■ **Material for the task**
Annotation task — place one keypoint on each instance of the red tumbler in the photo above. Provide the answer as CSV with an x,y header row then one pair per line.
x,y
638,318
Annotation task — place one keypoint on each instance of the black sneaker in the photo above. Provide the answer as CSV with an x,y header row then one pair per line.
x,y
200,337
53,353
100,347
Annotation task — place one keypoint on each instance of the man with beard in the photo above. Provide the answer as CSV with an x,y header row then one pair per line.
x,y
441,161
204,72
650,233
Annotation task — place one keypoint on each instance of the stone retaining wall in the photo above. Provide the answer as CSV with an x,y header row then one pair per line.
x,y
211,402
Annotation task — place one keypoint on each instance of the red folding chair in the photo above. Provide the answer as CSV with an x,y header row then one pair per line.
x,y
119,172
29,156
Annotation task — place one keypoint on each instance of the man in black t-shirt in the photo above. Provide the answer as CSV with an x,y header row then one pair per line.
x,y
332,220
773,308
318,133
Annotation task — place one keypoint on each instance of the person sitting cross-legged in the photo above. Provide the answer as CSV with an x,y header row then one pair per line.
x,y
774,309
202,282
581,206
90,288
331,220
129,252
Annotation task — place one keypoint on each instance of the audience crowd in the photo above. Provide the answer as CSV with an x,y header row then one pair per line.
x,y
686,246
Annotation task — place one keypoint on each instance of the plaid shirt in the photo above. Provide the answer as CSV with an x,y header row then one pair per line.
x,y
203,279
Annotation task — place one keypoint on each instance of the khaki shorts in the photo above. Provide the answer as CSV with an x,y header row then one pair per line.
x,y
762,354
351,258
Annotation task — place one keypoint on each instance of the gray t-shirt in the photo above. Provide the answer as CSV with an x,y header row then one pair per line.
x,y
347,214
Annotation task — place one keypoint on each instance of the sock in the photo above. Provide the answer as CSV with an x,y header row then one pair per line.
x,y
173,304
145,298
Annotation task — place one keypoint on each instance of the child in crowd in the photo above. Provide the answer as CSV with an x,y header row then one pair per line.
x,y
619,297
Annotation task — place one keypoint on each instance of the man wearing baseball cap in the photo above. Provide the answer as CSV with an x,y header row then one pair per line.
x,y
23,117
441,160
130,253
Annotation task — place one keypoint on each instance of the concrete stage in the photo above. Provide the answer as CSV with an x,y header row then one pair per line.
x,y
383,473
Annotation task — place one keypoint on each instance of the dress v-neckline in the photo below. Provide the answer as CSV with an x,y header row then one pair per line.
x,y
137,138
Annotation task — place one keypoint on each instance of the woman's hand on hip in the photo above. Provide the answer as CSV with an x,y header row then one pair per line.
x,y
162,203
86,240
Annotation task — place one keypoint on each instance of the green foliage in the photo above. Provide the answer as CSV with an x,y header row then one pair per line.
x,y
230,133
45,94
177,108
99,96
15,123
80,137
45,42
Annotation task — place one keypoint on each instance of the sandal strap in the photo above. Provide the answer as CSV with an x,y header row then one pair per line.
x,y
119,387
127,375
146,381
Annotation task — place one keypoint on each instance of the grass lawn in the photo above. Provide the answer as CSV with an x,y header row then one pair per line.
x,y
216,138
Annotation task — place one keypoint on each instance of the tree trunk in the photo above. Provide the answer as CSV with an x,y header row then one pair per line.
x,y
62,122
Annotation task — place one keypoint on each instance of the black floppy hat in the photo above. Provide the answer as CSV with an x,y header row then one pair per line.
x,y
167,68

■ **Goal of the exercise**
Having found the line with "of the sandal", please set it down along with every line after it through the end of the material above, exactly and with nothing added.

■ **Expected output**
Annotation task — place one keypoint on each instance of the sandal strap in the photo above. Provide the answer as CSV with an x,y header row then one pair per line.
x,y
119,387
127,375
146,381
Annotation task — place one keypoint on each instance of the grass lawn in the photo above. Provide the answer as CSV with an x,y header row then one pair per line.
x,y
216,138
Annotation task — place one keypoint on each instance of the tree trunk in the photo above. Provide the answer as CSV with an x,y header row then one pair per line.
x,y
62,122
Annotation task — place one keypoint on each instance of the black floppy hat in the photo above. Provide the answer as CSV with an x,y header row then one pair per line.
x,y
167,68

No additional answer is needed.